Short problem A: Extract and copy each line of the records below that contains the word "train".

Introducing…The Victorian Collection at the Armstrong Browning Library: A Baylor Libraries Digital Collection

The Armstrong Browning Library is pleased to announce the release of The Victorian Collection online. This new digital collection contains over 3,000 letters and manuscripts connected to prominent and lesser known British and American figures and complements the Armstrong Browning Library’s unparalleled collection of materials relating to the Victorian poets Robert Browning and Elizabeth Barrett Browning.

Below is a Q&A with Dr. Melinda Creech, Graduate Research Assistant at the Armstrong Browning Library and the driving force behind this digitization project. In the interview, Dr. Creech discusses how this project came about and highlights some of her favorite items in the collection.

The Armstrong Browning Library will celebrate the release of this new digital collection with short presentations by Dr. Creech and Darryl Stuhr, Associate Director, Digital Preservation Services, Library and Academic Technology Services, on Thursday, November 29 at 3:30 pm in the Armstrong Browning Library Lecture Hall. A reception will follow in the Mary Armstrong Seminar Room.

Melinda Creech

Melinda Creech organizes and describes letters from the Armstrong Browning Library’s Victorian Collection

How did you become involved in the project to digitize the Victorian Collection and what role did you play in the project?

I first came to work at the Armstrong Browning Library in the summer of 2011. One of my first jobs was to transcribe the letters in the Kenyon/Frizell Album that had been purchased in June of that year. The album had one letter from Robert Browning to John Kenyon, and two letters from Elizabeth Barrett Browning to John Kenyon. John Kenyon, an English poet and philanthropist, was Elizabeth’s distant cousin and introduced her to Robert. He became their dear friend. However, in addition to these three letters, there were eighty-three other letters in the album. Several were from other notable authors of the nineteenth century: Dickens, Carlyle, and Thackeray. As I struggled to read the handwriting of so many correspondents, I began to realize that although they may not have had the notoriety of the Brownings, all these people had led interesting lives and had fascinating stories to tell.

I continued to pay attention to interesting Victorian letters that I ran across. This led to the creation of a several exhibits and blog posts, “Beyond the Brownings,” “Giving Nineteenth Century Women Writers A Voice and a Face,” “Seeing Many Beautiful Things,” “They Asked for a Paper,” and “White Star Lines: Titanic Connections at the ABL.”

There was not a comprehensive list of the Victorian letters. I remember asking about how many Victorian letters were thought to be in the collection. When I was told about 500, I was surprised, based on my personal experience with the letters, and asked if I could  create a more comprehensive list of the Victorian letters, those not directly related to the Brownings. In the summer of 2014, I began the Victorian Letters Project. That summer Kara Long helped me to create a schema for collecting the metadata, and I spent the summer collecting the metadata from existing card catalogues, and continued adding letters discovered in albums, tipped into books, and hidden in other collections. In January of 2017, having collected all the metadata on almost 4000 letters, we began to make plans for digitizing the letters and manuscripts.

Sarah Rude

Sarah Rude digitizes letters from the Armstrong Browning Library’s Victorian Collection at the Riley Digitization Center

Who were some of your collaborators and what roles did they play in making this digital collection possible?

Short problem B: Resume the Victorian Collection announcement above from the point where it stops.

Records from a pointing dataset:
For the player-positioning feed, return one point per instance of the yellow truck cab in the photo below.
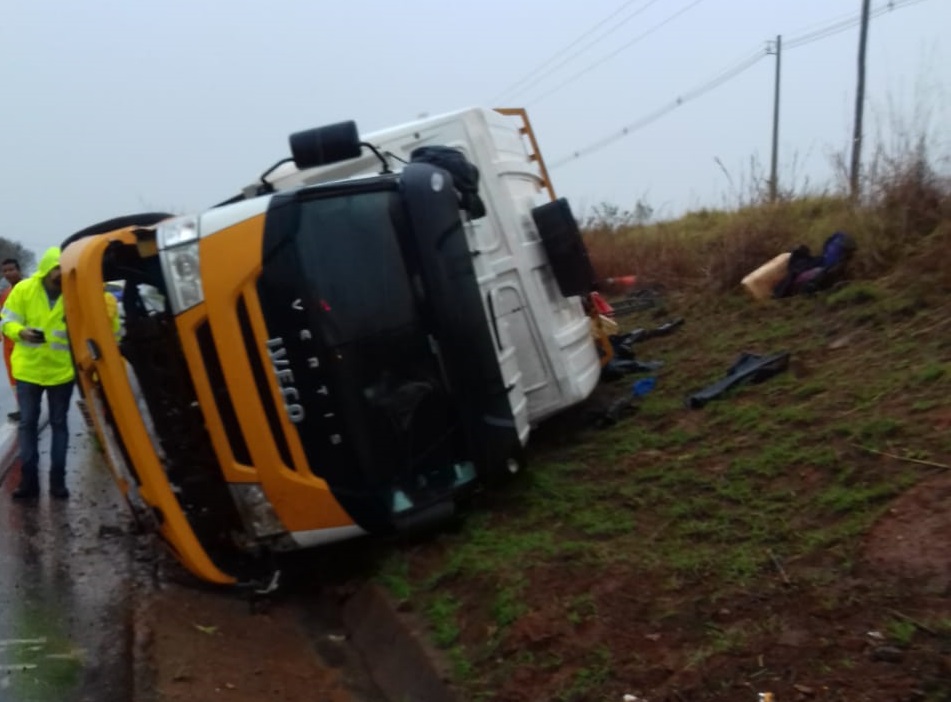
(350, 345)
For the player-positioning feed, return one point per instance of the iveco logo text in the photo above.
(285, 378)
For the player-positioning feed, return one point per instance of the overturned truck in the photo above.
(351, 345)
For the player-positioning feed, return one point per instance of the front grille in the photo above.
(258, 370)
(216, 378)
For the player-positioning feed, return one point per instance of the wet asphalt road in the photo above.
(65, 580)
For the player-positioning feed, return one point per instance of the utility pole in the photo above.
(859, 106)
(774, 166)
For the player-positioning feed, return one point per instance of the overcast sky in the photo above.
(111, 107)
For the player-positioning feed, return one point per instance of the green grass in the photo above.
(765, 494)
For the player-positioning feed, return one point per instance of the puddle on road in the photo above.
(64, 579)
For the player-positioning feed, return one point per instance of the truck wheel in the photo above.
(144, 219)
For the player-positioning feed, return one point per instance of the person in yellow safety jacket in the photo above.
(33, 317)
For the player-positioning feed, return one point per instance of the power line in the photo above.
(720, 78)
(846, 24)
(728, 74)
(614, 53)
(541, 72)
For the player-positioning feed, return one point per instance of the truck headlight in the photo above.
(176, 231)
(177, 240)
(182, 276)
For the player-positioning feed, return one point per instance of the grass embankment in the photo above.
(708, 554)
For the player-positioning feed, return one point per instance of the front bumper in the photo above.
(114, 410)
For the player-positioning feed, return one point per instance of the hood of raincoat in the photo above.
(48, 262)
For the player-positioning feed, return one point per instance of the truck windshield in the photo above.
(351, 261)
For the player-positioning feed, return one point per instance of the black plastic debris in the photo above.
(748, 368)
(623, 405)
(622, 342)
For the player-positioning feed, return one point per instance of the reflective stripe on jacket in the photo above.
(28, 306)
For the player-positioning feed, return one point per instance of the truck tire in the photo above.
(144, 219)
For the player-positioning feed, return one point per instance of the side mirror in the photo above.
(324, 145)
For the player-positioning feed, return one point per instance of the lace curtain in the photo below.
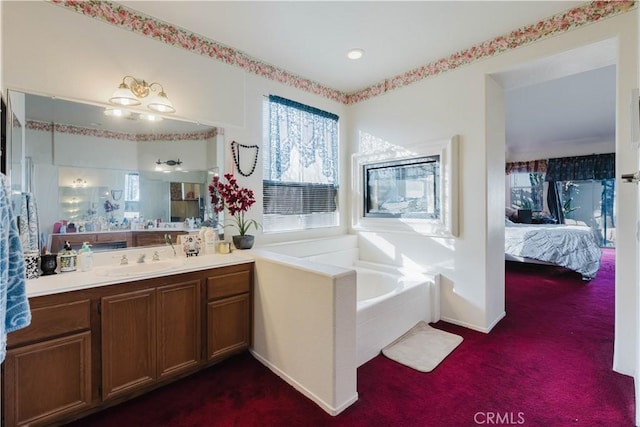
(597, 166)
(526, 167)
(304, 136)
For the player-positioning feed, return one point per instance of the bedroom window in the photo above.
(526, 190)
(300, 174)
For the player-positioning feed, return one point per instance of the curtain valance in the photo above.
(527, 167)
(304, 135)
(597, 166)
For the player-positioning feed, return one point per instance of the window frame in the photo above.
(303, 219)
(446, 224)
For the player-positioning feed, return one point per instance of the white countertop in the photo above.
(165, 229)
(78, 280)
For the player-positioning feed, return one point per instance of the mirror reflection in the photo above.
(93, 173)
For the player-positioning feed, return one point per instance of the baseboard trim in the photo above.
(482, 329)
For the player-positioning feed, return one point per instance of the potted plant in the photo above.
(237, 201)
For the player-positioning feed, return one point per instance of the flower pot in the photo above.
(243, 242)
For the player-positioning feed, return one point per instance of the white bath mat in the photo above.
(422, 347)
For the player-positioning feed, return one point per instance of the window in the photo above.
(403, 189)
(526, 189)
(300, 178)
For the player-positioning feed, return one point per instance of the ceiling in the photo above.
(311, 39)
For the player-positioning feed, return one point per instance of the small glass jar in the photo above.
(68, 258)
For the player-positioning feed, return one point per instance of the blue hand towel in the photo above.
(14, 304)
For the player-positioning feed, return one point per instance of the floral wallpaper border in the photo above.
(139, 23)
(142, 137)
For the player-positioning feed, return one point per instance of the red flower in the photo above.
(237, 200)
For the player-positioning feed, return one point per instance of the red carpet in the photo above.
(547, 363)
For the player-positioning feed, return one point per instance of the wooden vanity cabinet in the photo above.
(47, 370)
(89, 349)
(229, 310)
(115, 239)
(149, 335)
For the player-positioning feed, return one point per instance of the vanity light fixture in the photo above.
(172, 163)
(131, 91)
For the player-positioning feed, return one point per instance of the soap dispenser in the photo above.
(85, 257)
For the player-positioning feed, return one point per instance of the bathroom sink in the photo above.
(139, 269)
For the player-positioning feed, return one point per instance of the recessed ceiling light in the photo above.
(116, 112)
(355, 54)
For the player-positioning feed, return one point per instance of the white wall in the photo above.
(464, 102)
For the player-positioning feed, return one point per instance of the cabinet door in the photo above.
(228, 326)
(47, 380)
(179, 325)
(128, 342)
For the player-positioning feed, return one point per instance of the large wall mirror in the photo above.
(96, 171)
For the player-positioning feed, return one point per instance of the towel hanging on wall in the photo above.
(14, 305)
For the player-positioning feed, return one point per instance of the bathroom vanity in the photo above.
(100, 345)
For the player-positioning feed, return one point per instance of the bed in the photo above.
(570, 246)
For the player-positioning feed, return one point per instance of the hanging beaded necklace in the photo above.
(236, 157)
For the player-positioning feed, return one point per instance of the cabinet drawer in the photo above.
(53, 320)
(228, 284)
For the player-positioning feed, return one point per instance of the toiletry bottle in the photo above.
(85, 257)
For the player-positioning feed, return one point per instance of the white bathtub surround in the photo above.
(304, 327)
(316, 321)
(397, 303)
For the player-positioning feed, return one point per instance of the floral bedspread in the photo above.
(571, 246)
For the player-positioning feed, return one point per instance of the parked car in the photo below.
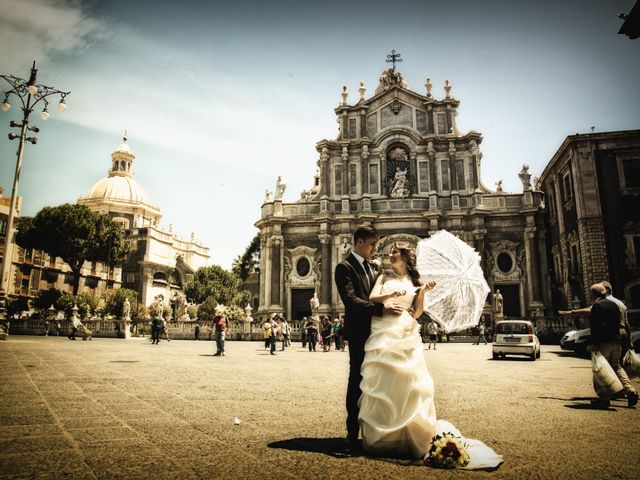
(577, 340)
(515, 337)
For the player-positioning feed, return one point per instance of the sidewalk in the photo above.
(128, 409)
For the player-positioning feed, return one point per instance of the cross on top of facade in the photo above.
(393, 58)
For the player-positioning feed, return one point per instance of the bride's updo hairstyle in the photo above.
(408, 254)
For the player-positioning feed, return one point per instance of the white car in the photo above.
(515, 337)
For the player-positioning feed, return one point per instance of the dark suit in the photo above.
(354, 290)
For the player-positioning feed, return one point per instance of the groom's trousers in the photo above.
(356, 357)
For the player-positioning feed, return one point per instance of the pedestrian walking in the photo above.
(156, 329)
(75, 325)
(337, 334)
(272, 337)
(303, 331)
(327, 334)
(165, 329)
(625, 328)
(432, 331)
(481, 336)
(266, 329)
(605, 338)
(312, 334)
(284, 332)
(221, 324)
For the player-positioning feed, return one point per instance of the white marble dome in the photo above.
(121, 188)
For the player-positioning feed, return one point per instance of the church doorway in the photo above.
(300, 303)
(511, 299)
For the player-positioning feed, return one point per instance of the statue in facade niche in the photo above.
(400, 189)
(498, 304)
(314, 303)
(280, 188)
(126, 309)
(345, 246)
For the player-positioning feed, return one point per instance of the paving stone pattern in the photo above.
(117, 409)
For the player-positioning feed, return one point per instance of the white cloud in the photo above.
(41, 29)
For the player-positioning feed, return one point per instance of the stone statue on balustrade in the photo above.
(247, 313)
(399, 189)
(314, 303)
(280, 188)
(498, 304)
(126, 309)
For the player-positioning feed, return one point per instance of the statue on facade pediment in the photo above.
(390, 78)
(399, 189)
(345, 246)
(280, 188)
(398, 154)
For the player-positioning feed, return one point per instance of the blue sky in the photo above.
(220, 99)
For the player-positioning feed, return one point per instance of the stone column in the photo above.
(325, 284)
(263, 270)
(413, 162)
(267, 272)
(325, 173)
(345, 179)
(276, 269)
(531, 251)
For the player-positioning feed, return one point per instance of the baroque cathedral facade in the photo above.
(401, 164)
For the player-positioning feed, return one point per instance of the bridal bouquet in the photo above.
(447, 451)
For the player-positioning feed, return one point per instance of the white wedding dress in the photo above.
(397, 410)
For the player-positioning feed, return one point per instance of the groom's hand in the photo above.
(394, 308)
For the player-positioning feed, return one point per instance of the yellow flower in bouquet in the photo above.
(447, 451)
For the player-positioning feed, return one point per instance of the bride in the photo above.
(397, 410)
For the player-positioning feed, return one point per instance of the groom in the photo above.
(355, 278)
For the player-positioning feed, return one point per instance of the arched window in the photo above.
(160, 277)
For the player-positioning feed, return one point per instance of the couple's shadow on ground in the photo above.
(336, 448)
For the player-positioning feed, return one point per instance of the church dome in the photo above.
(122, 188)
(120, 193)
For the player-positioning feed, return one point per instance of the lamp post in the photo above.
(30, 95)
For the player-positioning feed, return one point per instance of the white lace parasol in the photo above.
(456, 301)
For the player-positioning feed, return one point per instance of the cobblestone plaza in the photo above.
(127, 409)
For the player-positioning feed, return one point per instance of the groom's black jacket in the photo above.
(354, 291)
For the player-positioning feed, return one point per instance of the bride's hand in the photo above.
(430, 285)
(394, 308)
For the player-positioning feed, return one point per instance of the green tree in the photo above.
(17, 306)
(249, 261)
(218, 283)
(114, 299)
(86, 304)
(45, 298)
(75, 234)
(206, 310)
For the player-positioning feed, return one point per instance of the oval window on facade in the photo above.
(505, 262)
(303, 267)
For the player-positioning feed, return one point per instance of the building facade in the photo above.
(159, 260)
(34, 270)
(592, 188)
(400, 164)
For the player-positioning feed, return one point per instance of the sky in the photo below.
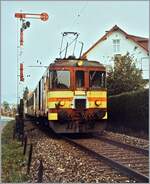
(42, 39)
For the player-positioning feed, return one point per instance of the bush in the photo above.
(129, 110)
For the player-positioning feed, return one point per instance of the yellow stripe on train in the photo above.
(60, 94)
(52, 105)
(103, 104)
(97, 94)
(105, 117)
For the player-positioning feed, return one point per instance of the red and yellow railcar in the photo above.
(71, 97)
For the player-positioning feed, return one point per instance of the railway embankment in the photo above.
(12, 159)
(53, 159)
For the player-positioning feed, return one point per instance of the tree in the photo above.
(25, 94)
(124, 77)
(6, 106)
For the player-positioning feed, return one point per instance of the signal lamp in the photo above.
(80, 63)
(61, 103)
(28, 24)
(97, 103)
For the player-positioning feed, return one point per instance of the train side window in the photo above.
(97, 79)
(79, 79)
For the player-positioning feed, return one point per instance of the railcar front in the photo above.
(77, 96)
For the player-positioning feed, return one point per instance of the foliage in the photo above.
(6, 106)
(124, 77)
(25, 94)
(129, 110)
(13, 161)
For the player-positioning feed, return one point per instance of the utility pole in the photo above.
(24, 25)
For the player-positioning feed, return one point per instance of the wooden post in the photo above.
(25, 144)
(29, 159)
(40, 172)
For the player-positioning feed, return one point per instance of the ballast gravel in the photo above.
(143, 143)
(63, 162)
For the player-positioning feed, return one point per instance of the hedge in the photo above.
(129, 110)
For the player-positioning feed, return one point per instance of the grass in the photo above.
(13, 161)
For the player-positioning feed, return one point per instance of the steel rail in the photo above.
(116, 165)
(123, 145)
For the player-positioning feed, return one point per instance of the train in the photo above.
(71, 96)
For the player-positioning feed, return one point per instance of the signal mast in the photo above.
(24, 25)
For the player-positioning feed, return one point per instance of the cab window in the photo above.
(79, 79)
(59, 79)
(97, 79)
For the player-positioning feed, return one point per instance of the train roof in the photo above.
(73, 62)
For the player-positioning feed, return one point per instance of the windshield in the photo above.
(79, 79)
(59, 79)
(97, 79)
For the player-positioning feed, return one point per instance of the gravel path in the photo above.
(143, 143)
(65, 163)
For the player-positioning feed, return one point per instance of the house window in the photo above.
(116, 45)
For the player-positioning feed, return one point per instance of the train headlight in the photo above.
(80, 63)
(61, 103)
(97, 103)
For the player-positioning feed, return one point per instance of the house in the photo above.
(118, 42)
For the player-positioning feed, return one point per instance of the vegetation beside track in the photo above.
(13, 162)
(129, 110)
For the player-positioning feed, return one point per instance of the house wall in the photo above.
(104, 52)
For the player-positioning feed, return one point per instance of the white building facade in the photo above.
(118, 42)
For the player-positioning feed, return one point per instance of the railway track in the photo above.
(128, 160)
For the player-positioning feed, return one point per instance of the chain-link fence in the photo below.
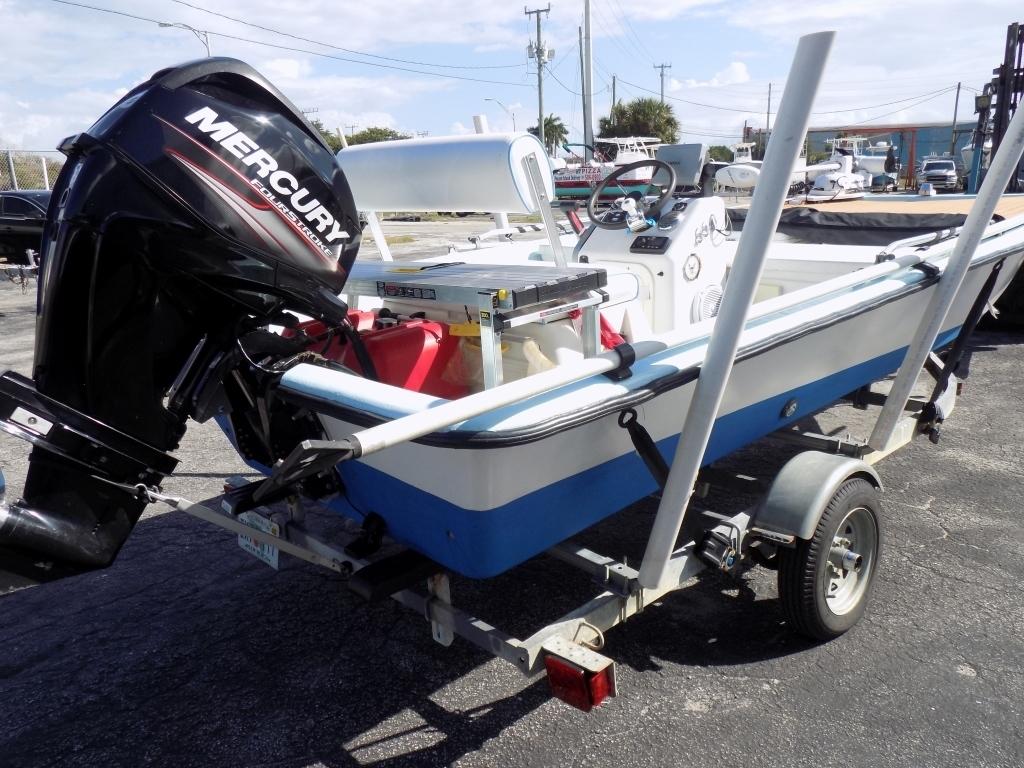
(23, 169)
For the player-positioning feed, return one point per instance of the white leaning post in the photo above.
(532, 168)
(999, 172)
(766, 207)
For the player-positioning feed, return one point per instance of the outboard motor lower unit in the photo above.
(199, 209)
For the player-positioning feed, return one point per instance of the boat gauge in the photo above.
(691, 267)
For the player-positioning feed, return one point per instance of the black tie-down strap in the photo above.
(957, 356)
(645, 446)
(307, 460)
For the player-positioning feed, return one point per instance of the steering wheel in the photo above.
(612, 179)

Written reply A:
For the player-positioning feed, return one point per instance of the yellow stripe on train in the photo above.
For the player-positioning feed, return one point per instance of the train side window in the photo above.
For the player-positioning feed, return one point per instance of the train in the photo above.
For the player-positioning feed, return one point per instance of the train roof in the photo above.
For the player-positioning feed, return one point per instance of the train headlight in the photo above.

Written reply B:
Jennifer Borderud, new director of the ABL, Darryl Stuhr, Assistant Director for Digital Projects, Allison Riley, Digitization Coordinator, and Kara Long, Metadata and Catalog Librarian, and I finalized plans for digitizing the Victorian Letters Collection at the ABL in January, and the work began. The letters had to be properly identified, transcribed, if necessary, housed, and transported to the Riley Digitization Center. I was not involved in the process at the Digitization Center, which involved scanning the letters, editing and saving the images, processing the images, archiving them, recording all the processes, and returning the letters to the ABL. Once the letters were returned they had to be checked in and returned to their storage area. Many graduate assistants and paid staff, both at the ABL and the Riley Digitization Center, were instrumental in the completion of the project. I’m not sure I can recall everyone, but here are some who helped: Darryl Stuhr, Allyson Riley, Michael Galindo, Katherine MacKenzie, Sarah Rude, B.J. Thome, Evangeline Eilers, Josh Pittman, and Meagan Anthony.

What aspects of the project were the most rewarding?

The most rewarding part of the project was bringing to light letters and manuscripts that had been hidden for a long time. Finding the Dowden letters was thrilling. Mrs. Dowden had been a correspondent of the Brownings and of Dr. Armstrong. She lived in Ireland during a time of great unrest in the early part of the twentieth century. After corresponding with Dr. Armstrong for a while, she decided that her letters would be safer at the ABL. She sent the letters of her husband, Edward Dowden, first, and eventually sent her letters also to Dr. Armstrong, with the stipulation that they were only to be published after her death. The letters, almost 400, are filled with contemporary literary criticism. Prof. Dowden was the first English literature professor in Ireland. The letters had been safely stored in the vault at the ABL, and were undisturbed, I think, until I opened the drawer in 2016.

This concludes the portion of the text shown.